- [課題]:
• 1. 警察小説をめぐる対談で、今野氏は「武力を持った公務員」を何ではないかと述べていますか？
• 2. 警察小説をめぐる対談で、最後の発言を「ものすごい実感しましたね。」の後から書き進めてください。

- [引用文]:
···

村木 今野先生の本を読み始めたのは、ちょうどあの事件の頃なんです
今野 あら、それはちょっと
村木 早めに告白しとかなきゃいけないんですけど、この10年間で多分80~90冊ぐらいの本を
今野 すごい。それはちょっと異常ですね。いや、ありがたい話で

村木 事件に巻き込まれて、検察や警察をどうこう思ってたからというんじゃなく、すごく警察小説に惹かれるんですね。どうして警察なんですか
今野 小さい頃からのあこがれがありますよね。多分制服に対する憧れも、ひとつありますよね。やっぱり警察官、刑事ドラマは独特の匂いがあって、ちっちゃい頃から好きだったんですよね。気がついたんですよ「武力を持った公務員」これはなんだろう、お侍さんじゃないかと。江戸幕府。官僚は全員、侍ですからね。その佇まいというか存在は、やっぱり日本人の心に合ってるんじゃないかと思います。私の小説の主人公ってそんなに大したキャラじゃない。団体で捜査するのが多いんですよ。ホントはスポーツ、団体競技そんな好きじゃないんですけど。自分でやるのはね。その、チームっていうのは好きですね

チーム作品の原型

村木 最初にすごく好きだって思ったのは、組織と自分の間の小さな葛藤とか、上司・部下との間のポジションで悩む主人公が多い。普通あんなに主人公は悩まないんじゃないかと思うんですけど
今野 一般の人は悩みますよ。多分一番大きな悩み。組織に生きる時って。悩んでる時に誰かが必ず助けてくれるって思いがあるんですよ。だから勝手に悩んでるんです。お前らの助けなんか必要ないんだって顔で一人悩んでるけど、周りはものすごい面倒見るんです。そういうところが組織とかコミュニティの良さ

村木 あの、やめてよくわかりました(笑)仲間がいたことがどんだけ大きかったか。感謝してるつもりだったんですけど、やめてみたらものすごい実感しましたね。

···

- [データ行]:
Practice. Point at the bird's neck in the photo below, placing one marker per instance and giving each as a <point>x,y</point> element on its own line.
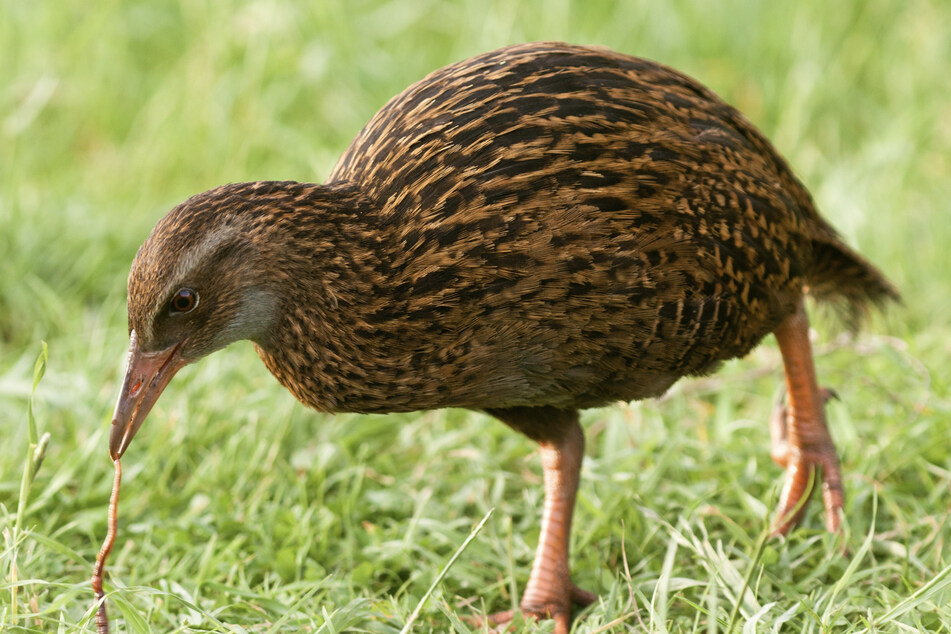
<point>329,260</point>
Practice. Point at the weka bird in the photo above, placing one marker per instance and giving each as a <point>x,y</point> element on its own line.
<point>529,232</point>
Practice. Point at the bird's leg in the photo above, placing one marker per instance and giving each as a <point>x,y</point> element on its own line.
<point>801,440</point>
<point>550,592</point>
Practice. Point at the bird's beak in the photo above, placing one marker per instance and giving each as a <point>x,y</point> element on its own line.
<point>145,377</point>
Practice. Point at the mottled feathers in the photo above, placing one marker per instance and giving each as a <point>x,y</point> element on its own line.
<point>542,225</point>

···

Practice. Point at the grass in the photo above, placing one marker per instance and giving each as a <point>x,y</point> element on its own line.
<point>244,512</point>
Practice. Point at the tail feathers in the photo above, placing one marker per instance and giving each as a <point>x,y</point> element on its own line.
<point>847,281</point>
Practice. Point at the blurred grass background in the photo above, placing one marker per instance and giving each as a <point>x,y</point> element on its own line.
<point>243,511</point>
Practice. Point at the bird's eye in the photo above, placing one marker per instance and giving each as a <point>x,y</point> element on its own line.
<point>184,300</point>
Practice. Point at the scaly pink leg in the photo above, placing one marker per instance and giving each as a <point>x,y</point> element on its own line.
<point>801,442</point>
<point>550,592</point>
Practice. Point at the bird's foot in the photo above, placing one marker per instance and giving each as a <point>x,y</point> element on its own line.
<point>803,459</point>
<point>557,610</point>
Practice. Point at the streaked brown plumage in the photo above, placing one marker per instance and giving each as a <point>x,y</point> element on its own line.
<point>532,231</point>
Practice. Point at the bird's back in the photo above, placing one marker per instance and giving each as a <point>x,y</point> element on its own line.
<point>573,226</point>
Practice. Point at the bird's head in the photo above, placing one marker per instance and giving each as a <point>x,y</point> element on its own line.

···

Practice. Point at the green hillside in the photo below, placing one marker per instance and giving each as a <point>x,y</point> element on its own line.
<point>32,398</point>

···

- [解答]:
• 1. お侍さんではないかと述べています。

• 2.
今野 原型があるんだと思いますね。サイボーグ999、あれって画期的ですね。いままで9人を主人公にした漫画なんてなかった。すごく衝撃的でしたし大好きでした。SPの中の殆どの恐怖症は私が持ってる。先端、閉所恐怖症で。ま、対人恐怖症はないんですけど、あと、パニック障害やったことがあるんですよ実際に。何かに飛び出て優秀な人は、なにかとんでもない欠点があるような気がする。それをお互いに補い合えば、ものすごく強いものになる。ただ人間同士なので、必ずしもペアリングがうまくゆくとも限らない。だけど5人ぐらいいればなんとか補い合えるじゃないですか。チームってそれが理想。がちっと同じタイプの人間を集めてひとつのモノをやれって、軍隊ですよね。そうじゃなくて、長所と欠点を凸凹の奴が補い合いながらだと、達成感がある。

村木 そういう人たちって、大きなハンディを持ってたりするんですよね。でも仕事はハンディでやらない。得意な部分でやればいい。すごく自分が欠点持ってる人でもチームに参加して、全体として大きなことができるというのが、なんか嬉しい

今野 適材適所って言葉はあるけど、ちゃんとできる人がいない。出来たのは豊臣秀吉ぐらい(笑)もっと考えたほうがいいですね。この言葉をもっともっと突き詰めて考えることが大事/正しいことって、シンプルだと思うんです。合理的なこと。それをみんな普通に追い求めてればなんて素敵な世の中になるんだろう。

村木 単純で、美しいはずなんですよね
今野 そうはならないので、そう思ってる人が少しでも増えてくれればと思うんですよね。特に、権力の中枢にいる官僚や政治家。臆面もなく「出世したい」というんです。出世すれば権限、裁量権が増える。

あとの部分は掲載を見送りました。